**Document:**

========================================================================

Quantitative analysis of user-generated content on the Web
My Very Smart Friend and PhD. student Xavier Ochoa is at the WWW2008 conference in Beijing, China. Today, at the Web Science workshop WebEvolve, Xavier presented our paper on “Quantitative analysis of user-generated content on the Web“.
The abstract says:
User-generated content (UGC) is becoming the most popular and valuable information available on the WWW. However, little serious research has been conducted to measure the properties of its production process. This paper presents an in-depth quantitative analysis of 9 popular websites that are based on different UGC types. The Information Production Process is used as a framework for the analysis. The findings provide for first time strong scientific evidence for previously anecdotic knowledge: UGC production follows “long-tail” distributions and it is marked with a strong “participation inequality”. Also, the analysis arrived to unexpected findings: not all the UGC types follow the inverse power-law distribution, and large content collections could be dominated by the presence of ultraproductive users. The analysis results also have implications for the administration of UGC-based websites.

========================================================================

**Record excerpts:**

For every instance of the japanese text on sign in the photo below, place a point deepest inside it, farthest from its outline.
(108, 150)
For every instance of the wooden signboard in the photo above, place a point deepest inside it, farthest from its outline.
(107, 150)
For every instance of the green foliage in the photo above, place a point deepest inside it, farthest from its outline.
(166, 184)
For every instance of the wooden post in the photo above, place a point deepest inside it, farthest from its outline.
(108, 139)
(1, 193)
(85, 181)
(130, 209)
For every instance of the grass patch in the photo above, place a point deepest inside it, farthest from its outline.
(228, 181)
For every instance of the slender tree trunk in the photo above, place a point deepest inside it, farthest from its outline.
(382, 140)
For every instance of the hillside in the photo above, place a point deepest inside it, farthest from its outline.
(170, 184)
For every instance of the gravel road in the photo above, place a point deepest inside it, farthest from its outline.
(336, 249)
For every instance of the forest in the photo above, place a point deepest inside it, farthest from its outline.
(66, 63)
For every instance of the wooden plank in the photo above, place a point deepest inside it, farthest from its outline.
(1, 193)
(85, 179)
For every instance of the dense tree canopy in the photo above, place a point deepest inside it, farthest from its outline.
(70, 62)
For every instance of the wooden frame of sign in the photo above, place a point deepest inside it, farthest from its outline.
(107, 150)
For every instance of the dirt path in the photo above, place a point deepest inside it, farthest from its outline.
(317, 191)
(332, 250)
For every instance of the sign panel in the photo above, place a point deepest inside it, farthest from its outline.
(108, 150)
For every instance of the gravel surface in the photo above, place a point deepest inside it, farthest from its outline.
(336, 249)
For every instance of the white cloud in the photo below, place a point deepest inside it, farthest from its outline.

========================================================================

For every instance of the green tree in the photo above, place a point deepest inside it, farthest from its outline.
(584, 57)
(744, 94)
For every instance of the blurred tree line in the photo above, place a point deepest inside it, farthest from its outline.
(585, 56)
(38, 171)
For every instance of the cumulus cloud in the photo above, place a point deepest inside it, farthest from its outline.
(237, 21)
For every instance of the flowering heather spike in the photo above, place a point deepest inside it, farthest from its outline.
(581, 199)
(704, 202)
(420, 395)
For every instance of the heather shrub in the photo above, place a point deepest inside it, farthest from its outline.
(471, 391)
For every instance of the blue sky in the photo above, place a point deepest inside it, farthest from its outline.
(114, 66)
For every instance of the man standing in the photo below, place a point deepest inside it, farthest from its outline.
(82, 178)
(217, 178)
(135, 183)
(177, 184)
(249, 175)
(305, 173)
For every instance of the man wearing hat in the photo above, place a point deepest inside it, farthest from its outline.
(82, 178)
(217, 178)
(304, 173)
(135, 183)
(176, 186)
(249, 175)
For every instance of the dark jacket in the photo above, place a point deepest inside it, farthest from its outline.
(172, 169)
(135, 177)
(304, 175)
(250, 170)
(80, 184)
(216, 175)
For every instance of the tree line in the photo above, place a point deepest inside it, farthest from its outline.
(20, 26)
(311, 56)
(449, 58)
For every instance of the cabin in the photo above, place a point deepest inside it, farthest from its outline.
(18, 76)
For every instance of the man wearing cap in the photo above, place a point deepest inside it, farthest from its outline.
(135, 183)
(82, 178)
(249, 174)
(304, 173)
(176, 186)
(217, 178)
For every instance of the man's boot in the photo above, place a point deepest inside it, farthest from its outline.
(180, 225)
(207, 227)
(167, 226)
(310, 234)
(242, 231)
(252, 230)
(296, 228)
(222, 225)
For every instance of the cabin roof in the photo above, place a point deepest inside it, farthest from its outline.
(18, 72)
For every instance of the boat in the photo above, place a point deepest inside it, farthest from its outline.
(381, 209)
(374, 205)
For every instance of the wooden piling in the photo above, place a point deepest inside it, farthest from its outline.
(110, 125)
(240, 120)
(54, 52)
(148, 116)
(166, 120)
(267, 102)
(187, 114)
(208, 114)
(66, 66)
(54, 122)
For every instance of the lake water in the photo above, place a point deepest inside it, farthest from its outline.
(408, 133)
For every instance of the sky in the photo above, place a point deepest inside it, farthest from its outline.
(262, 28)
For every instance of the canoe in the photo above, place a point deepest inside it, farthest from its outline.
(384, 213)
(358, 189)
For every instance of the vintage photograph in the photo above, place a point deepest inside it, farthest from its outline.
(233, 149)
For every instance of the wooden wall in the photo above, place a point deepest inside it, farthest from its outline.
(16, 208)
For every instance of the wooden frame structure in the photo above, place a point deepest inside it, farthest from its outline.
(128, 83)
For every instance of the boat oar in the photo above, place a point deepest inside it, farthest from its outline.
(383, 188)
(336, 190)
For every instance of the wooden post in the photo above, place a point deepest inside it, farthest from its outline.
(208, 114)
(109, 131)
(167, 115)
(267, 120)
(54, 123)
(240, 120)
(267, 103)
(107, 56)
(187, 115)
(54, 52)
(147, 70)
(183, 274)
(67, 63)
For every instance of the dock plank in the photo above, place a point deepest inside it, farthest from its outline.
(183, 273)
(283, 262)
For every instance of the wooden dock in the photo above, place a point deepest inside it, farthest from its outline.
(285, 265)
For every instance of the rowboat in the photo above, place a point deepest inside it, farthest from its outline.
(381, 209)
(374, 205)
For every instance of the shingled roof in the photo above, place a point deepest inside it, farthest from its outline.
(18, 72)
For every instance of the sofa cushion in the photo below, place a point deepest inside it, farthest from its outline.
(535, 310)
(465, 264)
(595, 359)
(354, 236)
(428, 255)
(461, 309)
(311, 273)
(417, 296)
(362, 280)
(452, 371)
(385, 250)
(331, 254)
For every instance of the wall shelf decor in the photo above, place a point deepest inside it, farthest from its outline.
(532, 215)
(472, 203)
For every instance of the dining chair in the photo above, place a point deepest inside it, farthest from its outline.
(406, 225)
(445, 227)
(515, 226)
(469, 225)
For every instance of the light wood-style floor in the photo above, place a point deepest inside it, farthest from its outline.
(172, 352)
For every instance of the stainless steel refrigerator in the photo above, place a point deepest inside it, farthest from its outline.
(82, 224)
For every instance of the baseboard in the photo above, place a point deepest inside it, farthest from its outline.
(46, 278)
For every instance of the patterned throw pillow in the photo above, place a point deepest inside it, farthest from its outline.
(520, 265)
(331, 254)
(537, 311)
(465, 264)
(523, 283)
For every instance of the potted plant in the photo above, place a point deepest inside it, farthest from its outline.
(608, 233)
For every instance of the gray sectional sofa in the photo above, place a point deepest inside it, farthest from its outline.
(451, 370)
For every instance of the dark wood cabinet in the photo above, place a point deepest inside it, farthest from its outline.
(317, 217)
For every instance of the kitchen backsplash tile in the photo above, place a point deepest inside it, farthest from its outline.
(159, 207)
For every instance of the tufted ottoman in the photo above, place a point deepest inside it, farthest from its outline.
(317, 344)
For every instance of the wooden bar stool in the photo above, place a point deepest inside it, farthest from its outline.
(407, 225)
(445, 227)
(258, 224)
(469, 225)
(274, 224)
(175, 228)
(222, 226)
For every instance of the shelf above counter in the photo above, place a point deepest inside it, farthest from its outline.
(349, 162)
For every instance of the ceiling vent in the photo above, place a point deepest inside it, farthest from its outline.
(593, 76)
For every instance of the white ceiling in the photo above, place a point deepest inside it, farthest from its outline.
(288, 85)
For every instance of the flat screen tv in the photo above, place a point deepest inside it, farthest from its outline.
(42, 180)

========================================================================

**Task:**
Write what comes next in the blog post about the user-generated content paper, picking up after its final sentence. The rows have nothing to do with this.

**Task result:**
Seems like there is quite a bit of interest now in “fat tails“… I am VERY excited about this work and how we can actually measure things rather than just fantasize about them: for instance, it seems like the often-cited “reusability paradox” doesn’t exist – but that is a topic for a future post 🙂
I am also quite happy to see the Web Research Initiative make some progress with a more fundamental understanding of how the web changes everything.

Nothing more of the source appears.